**Challenge:** Edit the lines from the line with "Where can the white cloud" to the line with "Where can the lake surface" by changing "innermost" to "central" and leaving all else unchanged. Write out only those edited lines.

**Entries shown:**
════════════════════

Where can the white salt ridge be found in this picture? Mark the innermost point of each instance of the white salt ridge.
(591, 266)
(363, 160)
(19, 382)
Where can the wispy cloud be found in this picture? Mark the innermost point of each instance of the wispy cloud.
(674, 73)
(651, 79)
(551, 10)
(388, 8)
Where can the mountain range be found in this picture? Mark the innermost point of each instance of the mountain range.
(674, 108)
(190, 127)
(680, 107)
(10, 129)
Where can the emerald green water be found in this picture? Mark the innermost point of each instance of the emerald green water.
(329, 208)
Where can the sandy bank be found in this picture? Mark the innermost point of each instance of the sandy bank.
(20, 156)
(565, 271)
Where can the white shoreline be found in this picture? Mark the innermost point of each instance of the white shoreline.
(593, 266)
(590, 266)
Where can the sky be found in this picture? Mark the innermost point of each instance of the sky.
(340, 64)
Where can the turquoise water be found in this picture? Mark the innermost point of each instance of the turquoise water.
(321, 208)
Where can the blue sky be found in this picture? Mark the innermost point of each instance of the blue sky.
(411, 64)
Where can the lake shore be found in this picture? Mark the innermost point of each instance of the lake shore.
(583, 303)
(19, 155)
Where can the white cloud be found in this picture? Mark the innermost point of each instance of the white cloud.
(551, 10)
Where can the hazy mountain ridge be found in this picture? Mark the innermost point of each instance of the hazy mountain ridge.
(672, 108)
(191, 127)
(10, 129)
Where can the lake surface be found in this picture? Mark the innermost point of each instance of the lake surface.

════════════════════

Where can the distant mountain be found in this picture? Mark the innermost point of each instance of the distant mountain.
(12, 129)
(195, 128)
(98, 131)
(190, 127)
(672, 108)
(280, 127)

════════════════════

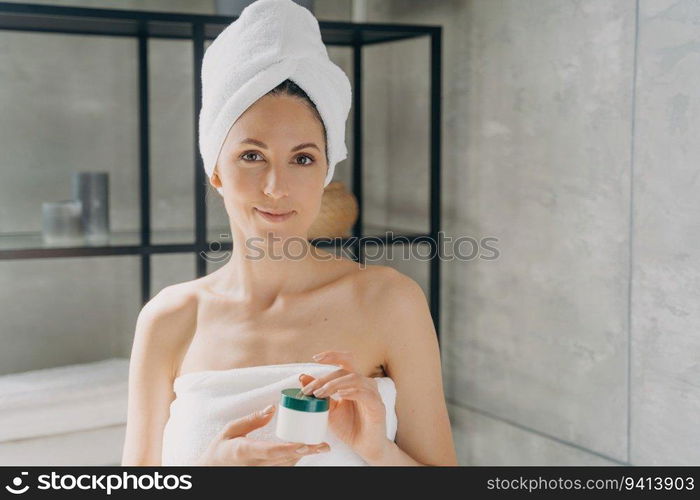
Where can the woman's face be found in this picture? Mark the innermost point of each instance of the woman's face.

════════════════════

**Solution for this exercise:**
Where can the white cloud be found in this picture? Mark the central point of each instance of the white cloud.
(551, 10)
Where can the hazy mountain ridge be found in this picture? Mark the central point of each instance of the hazy mountain ridge.
(672, 108)
(191, 127)
(10, 129)
Where can the lake surface be found in this picture? Mark the central point of each instance of the lake surface.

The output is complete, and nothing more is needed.